Prison employees are facing investigations by both the FBI and the corrections department.
“We do take every allegation of misconduct by staff very seriously, and work hard to ensure there is accountability when allegations are sustained,” Simas said in an email to The Bee.
John Balazs, an attorney for a white supremacist prison gang member facing federal charges, said Steele was his confidential source for statements in court documents he filed alleging his client may be killed in the maximum security prison commonly called New Folsom.
The source he now identifies as Steele advised that “rogue” guards planted weapons and drugs in inmates’ cells to obtain more overtime, spread false rumors and relayed private information from inmates’ files to other inmates in violation of department policy, “and on at least two occasions have been directly involved in the killing of a CSP-Sacramento inmate,” Balazs said in his court filing.
He alleged that guards allowed inmates to conduct a "practice run" a week before two inmates killed a fellow prisoner who was handcuffed to a chair, citing a source he now says was Steele.
In a January memo to prison Warden Jeffrey Lynch obtained by The Bee, Steele said he alerted his supervisors to “inconsistencies” regarding that slaying, backed up with recorded interviews.
The newspaper earlier reported that prosecutors said the confidential source was interviewed by the FBI and did not have direct knowledge of wrongdoing but was relying on a report and other evidence including a video.
Steele alleged in a February memo to Corrections Secretary Kathleen Allison that prison officials had responded with “indifference” to his reports of wrongdoing and to the “victimization” of Rodriguez.
“I am NOT a disgruntled employee seeking vengeance,” Steele wrote to Allison. “Instead, I was a witness to an ISU (Investigative Services Unit) which became engulfed in corruption and watched as integrity was forced to cower in terror and fear of retaliation!”
Balazs said Steele also told him that allegations are false that his client, Aryan Brotherhood member Brant Daniel, planned to kill a correctional officer with a homemade knife that was found in his cell.
A second lawyer, Steve Glickman, told The Bee that Steele informed him that evidence had been suppressed in the death of a 29-year-old inmate found dead in his cell.
Corrections officials said he hanged himself alone in his cell in 2016, leaving behind a suicide note, and Glickman filed a wrongful death lawsuit on behalf of the inmate's family.
But Steele said another inmate had confessed on video and in writing to the slaying, but that the confessions had disappeared. Glickman said Steele immediately informed the prison warden and had been set to testify publicly when he died.

Exercise objective:
Quote the passage of the prison report from "John Balazs, an" up to and including "his court filing.".

Data pulled from a collection

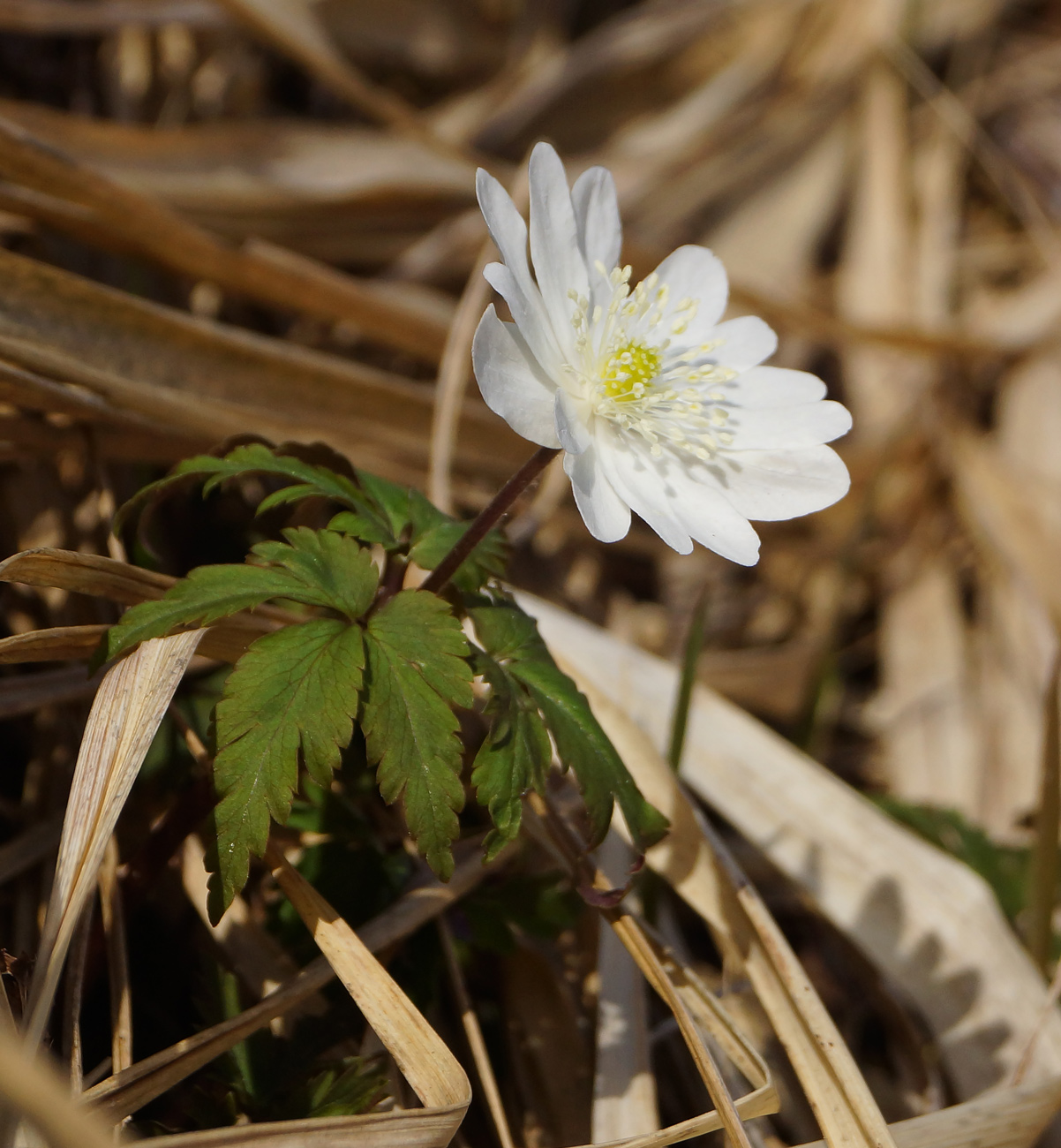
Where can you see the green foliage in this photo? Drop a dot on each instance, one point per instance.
(375, 511)
(417, 669)
(538, 905)
(348, 1089)
(394, 665)
(294, 692)
(313, 567)
(512, 641)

Output of the task:
John Balazs, an attorney for a white supremacist prison gang member facing federal charges, said Steele was his confidential source for statements in court documents he filed alleging his client may be killed in the maximum security prison commonly called New Folsom.
The source he now identifies as Steele advised that “rogue” guards planted weapons and drugs in inmates’ cells to obtain more overtime, spread false rumors and relayed private information from inmates’ files to other inmates in violation of department policy, “and on at least two occasions have been directly involved in the killing of a CSP-Sacramento inmate,” Balazs said in his court filing.